Reproduce the material below line for line, swapping "one line per instance" for "each on its own line" wherever it appears and changing nothing else.
>> begin Data lines
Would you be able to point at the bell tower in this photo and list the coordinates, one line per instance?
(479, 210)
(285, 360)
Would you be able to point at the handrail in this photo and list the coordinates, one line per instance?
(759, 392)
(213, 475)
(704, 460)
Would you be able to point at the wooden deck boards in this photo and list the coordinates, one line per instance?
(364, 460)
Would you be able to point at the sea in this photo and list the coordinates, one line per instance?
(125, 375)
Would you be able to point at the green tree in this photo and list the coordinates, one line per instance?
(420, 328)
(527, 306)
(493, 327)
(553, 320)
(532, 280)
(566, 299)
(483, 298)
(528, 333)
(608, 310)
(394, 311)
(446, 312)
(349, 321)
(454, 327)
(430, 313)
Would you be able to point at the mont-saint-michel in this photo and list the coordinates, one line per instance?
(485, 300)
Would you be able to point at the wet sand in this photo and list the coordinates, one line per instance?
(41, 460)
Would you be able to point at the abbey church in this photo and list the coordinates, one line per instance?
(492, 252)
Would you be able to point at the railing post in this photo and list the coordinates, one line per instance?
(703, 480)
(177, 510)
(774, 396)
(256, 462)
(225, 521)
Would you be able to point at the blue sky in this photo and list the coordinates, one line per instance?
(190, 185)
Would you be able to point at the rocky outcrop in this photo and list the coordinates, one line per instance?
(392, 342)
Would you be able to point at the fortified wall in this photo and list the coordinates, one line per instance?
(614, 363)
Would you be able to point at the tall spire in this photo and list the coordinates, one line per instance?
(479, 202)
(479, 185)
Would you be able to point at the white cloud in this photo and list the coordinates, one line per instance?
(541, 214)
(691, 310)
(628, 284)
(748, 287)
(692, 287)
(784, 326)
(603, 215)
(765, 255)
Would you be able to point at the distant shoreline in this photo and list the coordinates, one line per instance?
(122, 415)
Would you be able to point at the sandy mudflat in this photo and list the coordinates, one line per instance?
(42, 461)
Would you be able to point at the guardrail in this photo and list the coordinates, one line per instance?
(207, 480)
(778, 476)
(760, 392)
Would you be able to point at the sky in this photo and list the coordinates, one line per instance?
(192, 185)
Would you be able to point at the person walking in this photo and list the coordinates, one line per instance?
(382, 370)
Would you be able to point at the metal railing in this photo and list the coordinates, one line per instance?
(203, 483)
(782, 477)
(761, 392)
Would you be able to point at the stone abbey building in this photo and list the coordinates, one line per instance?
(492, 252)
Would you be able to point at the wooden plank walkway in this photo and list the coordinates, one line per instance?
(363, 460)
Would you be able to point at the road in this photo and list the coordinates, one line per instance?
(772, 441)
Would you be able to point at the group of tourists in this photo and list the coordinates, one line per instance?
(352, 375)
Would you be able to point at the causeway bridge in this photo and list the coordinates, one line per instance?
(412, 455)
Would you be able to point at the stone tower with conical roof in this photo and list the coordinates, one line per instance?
>> end Data lines
Solution to this task:
Would you be able to point at the bell tower in this photo and list the coordinates, each on its own line?
(479, 210)
(285, 360)
Would you be able to point at the handrail in this photo and list the coordinates, each on its own line?
(759, 392)
(213, 475)
(704, 460)
Would you be able to point at the wooden deck boards in this photo and list the coordinates, each on its own line?
(364, 460)
Would you be able to point at the sea in this photo and list the coordinates, each on its own line?
(125, 375)
Would you be able to point at the green tree in this photo and list the coordinates, each on its own line?
(420, 328)
(527, 306)
(493, 327)
(553, 320)
(532, 280)
(566, 299)
(483, 298)
(528, 333)
(608, 310)
(394, 311)
(446, 312)
(349, 321)
(454, 327)
(430, 313)
Would you be able to point at the mont-saint-michel in this photo and list the coordinates, each on its own line?
(485, 300)
Would you be able to point at the wet sand in this photo and list the coordinates, each on its own line?
(41, 460)
Would you be able to point at the abbey church in this photo and list the coordinates, each on its own line?
(492, 252)
Would you be able to point at the railing post in this photo and list the coordinates, each on its own line?
(703, 480)
(177, 510)
(774, 396)
(256, 462)
(225, 521)
Would you be able to point at the blue sky in this photo and list the coordinates, each on its own line?
(190, 185)
Would you be able to point at the rocky outcrop in this photo and list the coordinates, each on its own line?
(392, 342)
Would you be able to point at the fortified wall in this photo and list the coordinates, each on its own line?
(614, 363)
Would you be able to point at the tall spire in this photo and list the coordinates, each on its own line?
(479, 202)
(479, 185)
Would you be able to point at the white cloud in this photo and list the coordinates, each on its own line?
(541, 214)
(691, 310)
(628, 284)
(748, 287)
(692, 287)
(784, 326)
(603, 215)
(765, 255)
Would you be able to point at the distant shoreline in this photo and list the coordinates, each on its own line?
(122, 415)
Would you be able to point at the sandy mudflat in this photo and list the coordinates, each on its own line?
(42, 461)
Would you be able to point at the guardrail in this photo and list the coordinates, each on its own line?
(207, 480)
(778, 476)
(760, 392)
Would you be able to point at the sky in this photo and list the coordinates, each on its own line?
(192, 185)
Would you be able to point at the person walking in this photo and list the coordinates, each on its own line?
(382, 370)
Would you be able to point at the metal railing in this photo and list the coordinates, each on its own line?
(203, 483)
(782, 477)
(761, 392)
Would you be able to point at the stone abbey building in this photo and list the coordinates, each on its own line?
(492, 252)
Would you be able to point at the wooden plank walkway in this photo and list the coordinates, each on its own line?
(363, 460)
Would you be able to point at the road in this photo and list the coordinates, each on its own line?
(772, 441)
Would you be able to point at the group of tourists in this photo and list the coordinates, each on its own line?
(352, 375)
Would you be able to point at the causeway bridge in this photo and list the coordinates, each on its own line?
(412, 455)
Would you be able to point at the stone tower with conical roof in this photo and list the coordinates, each on its own line?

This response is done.